• ASSIGNMENT
Every entry needs to be duplicated exactly.

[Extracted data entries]
***

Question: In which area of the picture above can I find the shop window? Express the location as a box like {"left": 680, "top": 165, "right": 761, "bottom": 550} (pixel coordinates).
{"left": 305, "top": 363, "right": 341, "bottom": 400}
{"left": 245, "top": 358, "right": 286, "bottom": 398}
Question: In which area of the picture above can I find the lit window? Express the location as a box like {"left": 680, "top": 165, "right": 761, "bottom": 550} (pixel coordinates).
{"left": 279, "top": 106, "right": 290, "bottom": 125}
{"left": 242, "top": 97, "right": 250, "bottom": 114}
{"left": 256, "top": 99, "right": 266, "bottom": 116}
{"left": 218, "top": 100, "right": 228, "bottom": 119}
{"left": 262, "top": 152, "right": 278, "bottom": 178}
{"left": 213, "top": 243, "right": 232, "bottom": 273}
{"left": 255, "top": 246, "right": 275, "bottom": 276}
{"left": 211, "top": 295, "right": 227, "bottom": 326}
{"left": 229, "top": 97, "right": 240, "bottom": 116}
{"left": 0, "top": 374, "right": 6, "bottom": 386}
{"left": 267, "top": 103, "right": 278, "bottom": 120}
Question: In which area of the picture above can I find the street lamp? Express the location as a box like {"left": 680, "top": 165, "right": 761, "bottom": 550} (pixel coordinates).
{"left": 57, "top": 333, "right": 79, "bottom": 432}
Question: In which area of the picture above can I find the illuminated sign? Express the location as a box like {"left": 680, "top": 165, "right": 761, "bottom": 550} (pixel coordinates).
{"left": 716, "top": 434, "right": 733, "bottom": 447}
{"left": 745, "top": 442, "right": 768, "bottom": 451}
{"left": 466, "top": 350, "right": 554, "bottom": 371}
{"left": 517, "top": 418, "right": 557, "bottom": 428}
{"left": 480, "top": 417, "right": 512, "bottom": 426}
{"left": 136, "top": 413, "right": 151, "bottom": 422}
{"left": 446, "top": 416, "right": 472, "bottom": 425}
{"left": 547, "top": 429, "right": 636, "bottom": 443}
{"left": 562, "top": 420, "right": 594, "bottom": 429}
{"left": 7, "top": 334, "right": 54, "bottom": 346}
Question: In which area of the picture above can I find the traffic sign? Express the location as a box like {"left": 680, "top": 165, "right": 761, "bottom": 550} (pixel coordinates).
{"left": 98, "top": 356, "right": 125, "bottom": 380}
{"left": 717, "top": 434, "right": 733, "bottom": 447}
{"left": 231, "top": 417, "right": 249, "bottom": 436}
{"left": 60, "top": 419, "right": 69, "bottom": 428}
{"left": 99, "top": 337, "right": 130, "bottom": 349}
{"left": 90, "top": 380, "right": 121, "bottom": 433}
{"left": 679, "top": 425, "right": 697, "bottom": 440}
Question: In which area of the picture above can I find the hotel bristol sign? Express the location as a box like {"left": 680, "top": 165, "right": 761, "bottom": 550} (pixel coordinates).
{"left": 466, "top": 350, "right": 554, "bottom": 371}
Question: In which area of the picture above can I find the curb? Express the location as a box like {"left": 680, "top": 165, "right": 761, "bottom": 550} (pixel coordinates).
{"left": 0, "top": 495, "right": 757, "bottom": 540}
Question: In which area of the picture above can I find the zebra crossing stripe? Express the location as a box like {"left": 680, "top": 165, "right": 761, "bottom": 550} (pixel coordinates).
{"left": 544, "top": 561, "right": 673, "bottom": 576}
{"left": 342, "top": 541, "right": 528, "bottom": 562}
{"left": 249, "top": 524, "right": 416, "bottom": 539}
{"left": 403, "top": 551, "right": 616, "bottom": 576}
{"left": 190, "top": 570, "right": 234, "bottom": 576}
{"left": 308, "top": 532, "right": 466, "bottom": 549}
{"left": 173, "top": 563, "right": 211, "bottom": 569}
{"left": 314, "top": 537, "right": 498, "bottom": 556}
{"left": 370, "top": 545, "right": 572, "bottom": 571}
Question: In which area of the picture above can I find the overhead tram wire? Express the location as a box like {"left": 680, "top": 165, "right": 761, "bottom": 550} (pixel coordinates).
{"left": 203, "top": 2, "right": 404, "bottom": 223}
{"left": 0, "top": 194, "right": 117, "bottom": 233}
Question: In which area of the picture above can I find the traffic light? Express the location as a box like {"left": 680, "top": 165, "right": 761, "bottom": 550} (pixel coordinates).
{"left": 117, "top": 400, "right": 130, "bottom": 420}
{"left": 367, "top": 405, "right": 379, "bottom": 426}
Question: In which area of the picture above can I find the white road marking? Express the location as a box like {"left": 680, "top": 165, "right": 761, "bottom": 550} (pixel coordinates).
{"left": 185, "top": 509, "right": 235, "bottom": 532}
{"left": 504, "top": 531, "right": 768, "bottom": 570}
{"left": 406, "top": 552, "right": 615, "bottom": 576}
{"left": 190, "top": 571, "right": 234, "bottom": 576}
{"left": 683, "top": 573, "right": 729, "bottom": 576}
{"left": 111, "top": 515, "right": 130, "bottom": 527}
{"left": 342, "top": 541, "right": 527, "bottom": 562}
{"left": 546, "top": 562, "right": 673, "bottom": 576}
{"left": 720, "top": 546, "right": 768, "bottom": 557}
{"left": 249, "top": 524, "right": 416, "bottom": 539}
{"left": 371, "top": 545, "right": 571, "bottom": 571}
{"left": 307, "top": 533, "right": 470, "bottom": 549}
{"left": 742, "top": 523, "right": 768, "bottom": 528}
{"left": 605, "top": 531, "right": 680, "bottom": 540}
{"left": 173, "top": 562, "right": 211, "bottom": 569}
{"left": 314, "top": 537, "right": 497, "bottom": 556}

***

• TASK OUTPUT
Question: In which area of the picture above can I find the shop window? Express the location as a box like {"left": 680, "top": 165, "right": 761, "bottom": 550} (pixel coordinates).
{"left": 305, "top": 363, "right": 341, "bottom": 400}
{"left": 245, "top": 358, "right": 286, "bottom": 398}
Question: In which area of the picture above can I find the lit window? Express the location as a box like {"left": 680, "top": 165, "right": 761, "bottom": 550} (pixel coordinates).
{"left": 279, "top": 106, "right": 290, "bottom": 125}
{"left": 242, "top": 97, "right": 250, "bottom": 114}
{"left": 256, "top": 99, "right": 266, "bottom": 116}
{"left": 218, "top": 100, "right": 228, "bottom": 119}
{"left": 262, "top": 152, "right": 278, "bottom": 178}
{"left": 213, "top": 243, "right": 232, "bottom": 273}
{"left": 255, "top": 246, "right": 275, "bottom": 276}
{"left": 211, "top": 295, "right": 227, "bottom": 326}
{"left": 229, "top": 97, "right": 240, "bottom": 116}
{"left": 0, "top": 374, "right": 6, "bottom": 386}
{"left": 267, "top": 103, "right": 278, "bottom": 120}
Question: In which area of the picture above can I find the street lamp? Express the location as a box like {"left": 680, "top": 165, "right": 761, "bottom": 550} (pixel coordinates).
{"left": 57, "top": 333, "right": 79, "bottom": 432}
Question: In which area of the picture above can I find the illuminated sign? Express the location as a box like {"left": 680, "top": 165, "right": 761, "bottom": 550} (pixel coordinates).
{"left": 716, "top": 434, "right": 733, "bottom": 447}
{"left": 745, "top": 442, "right": 768, "bottom": 451}
{"left": 466, "top": 350, "right": 554, "bottom": 371}
{"left": 517, "top": 418, "right": 557, "bottom": 428}
{"left": 480, "top": 417, "right": 512, "bottom": 426}
{"left": 136, "top": 413, "right": 151, "bottom": 422}
{"left": 446, "top": 416, "right": 472, "bottom": 425}
{"left": 547, "top": 429, "right": 636, "bottom": 443}
{"left": 562, "top": 420, "right": 594, "bottom": 429}
{"left": 7, "top": 334, "right": 54, "bottom": 346}
Question: In which area of the picture above can I find the traffic sign? Express the location as a box like {"left": 680, "top": 165, "right": 761, "bottom": 550} (pixel coordinates).
{"left": 98, "top": 356, "right": 125, "bottom": 380}
{"left": 717, "top": 434, "right": 733, "bottom": 447}
{"left": 231, "top": 417, "right": 249, "bottom": 436}
{"left": 60, "top": 419, "right": 69, "bottom": 428}
{"left": 99, "top": 337, "right": 130, "bottom": 349}
{"left": 90, "top": 380, "right": 121, "bottom": 433}
{"left": 679, "top": 425, "right": 697, "bottom": 440}
Question: In which area of the picture above can I find the hotel bristol sign? Express the location as a box like {"left": 680, "top": 165, "right": 761, "bottom": 550} (pixel coordinates).
{"left": 466, "top": 350, "right": 554, "bottom": 371}
Question: In which area of the picture above can I find the curb? Express the location as a box like {"left": 680, "top": 165, "right": 761, "bottom": 550} (pixel coordinates).
{"left": 0, "top": 495, "right": 757, "bottom": 540}
Question: In which area of the picture above can I find the zebra crossing stripe? Express the location as a box like {"left": 680, "top": 165, "right": 761, "bottom": 550} (pixel coordinates).
{"left": 544, "top": 561, "right": 673, "bottom": 576}
{"left": 342, "top": 541, "right": 528, "bottom": 562}
{"left": 249, "top": 524, "right": 416, "bottom": 539}
{"left": 403, "top": 551, "right": 616, "bottom": 576}
{"left": 190, "top": 570, "right": 234, "bottom": 576}
{"left": 308, "top": 532, "right": 466, "bottom": 549}
{"left": 173, "top": 563, "right": 211, "bottom": 569}
{"left": 314, "top": 537, "right": 498, "bottom": 556}
{"left": 370, "top": 545, "right": 572, "bottom": 571}
Question: In which area of the picture above can I find the overhead tram wire? Express the location as a box like {"left": 680, "top": 165, "right": 761, "bottom": 550} (pixel coordinates).
{"left": 203, "top": 2, "right": 404, "bottom": 223}
{"left": 0, "top": 194, "right": 117, "bottom": 233}
Question: In which area of the picture above can I find the traffic light? Express the location as a box like {"left": 680, "top": 165, "right": 761, "bottom": 550} (pixel coordinates).
{"left": 117, "top": 400, "right": 130, "bottom": 420}
{"left": 367, "top": 405, "right": 379, "bottom": 426}
Question: In which area of the picture above can I find the white road marking? Express the location as a box like {"left": 680, "top": 165, "right": 761, "bottom": 550} (pixel coordinates).
{"left": 185, "top": 509, "right": 235, "bottom": 532}
{"left": 504, "top": 531, "right": 768, "bottom": 570}
{"left": 406, "top": 552, "right": 615, "bottom": 576}
{"left": 190, "top": 571, "right": 234, "bottom": 576}
{"left": 683, "top": 573, "right": 729, "bottom": 576}
{"left": 111, "top": 515, "right": 130, "bottom": 527}
{"left": 342, "top": 541, "right": 527, "bottom": 562}
{"left": 546, "top": 562, "right": 673, "bottom": 576}
{"left": 720, "top": 546, "right": 768, "bottom": 557}
{"left": 249, "top": 524, "right": 416, "bottom": 539}
{"left": 371, "top": 545, "right": 571, "bottom": 571}
{"left": 307, "top": 533, "right": 470, "bottom": 549}
{"left": 742, "top": 523, "right": 768, "bottom": 528}
{"left": 605, "top": 531, "right": 680, "bottom": 540}
{"left": 173, "top": 562, "right": 211, "bottom": 569}
{"left": 314, "top": 537, "right": 497, "bottom": 556}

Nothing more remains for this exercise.